◆ SELECTION ◆
------

Apptimize
Aug 19, 2014
A/B testing is a learned skill. Like any skill, you get better at it over time by doing it and by making mistakes. However, learning from other people’s experience helps you skip the early mistakes and jump to the advanced mistakes.
Here are 4 early stage mistakes that we’ve seen many apps make. Learn from this list and skip over these mistakes when you start A/B testing your app.
1) Not tracking enough (or the right) metrics
Scenario: I made a change to the buy button and tracked clicks on that button. After 4 weeks of running the test, I see that the button has statistically significantly more clicks. Amazing! But wait, there are 3 more steps between clicking that button and completing the purchase. Did the change actually increase final purchases or did it encourage more users to click the buy button without actually doing anything for purchase?
No matter good story or bad story, it’s not the full story unless you track the entire funnel.
On the flip side, how do you know if you’ve tracked enough metrics? You also don’t want to track every metric in your entire app. If you look at too many metrics, some of them are bound to seem positive. After all, 95% statistical significance means that 5 out of 100 results are going to give you wrong answers.
The key to avoiding this mistake is to ask yourself a few questions:
– How will you know if the A/B test is a success (or a failure)?
– What metrics must you track in order to determine A/B test success?
– Once you’ve selected your metrics, check with yourself, “If all these metrics showed highly statistically significant results, would that be enough information for me to push this new variant out to all my users?”

------

◆ STATED PROBLEM ◆
Repeat the A/B testing post word for word, beginning at "No matter good" and stopping after "(or a failure)?". The lines below come from a separate source.

◆ RECORDED DATA ◆
------

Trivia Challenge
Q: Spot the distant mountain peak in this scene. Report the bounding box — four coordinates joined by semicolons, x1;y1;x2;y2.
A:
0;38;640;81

------

◆ ANSWER FOR THIS EXERCISE ◆
No matter good story or bad story, it’s not the full story unless you track the entire funnel.
On the flip side, how do you know if you’ve tracked enough metrics? You also don’t want to track every metric in your entire app. If you look at too many metrics, some of them are bound to seem positive. After all, 95% statistical significance means that 5 out of 100 results are going to give you wrong answers.
The key to avoiding this mistake is to ask yourself a few questions:
– How will you know if the A/B test is a success (or a failure)?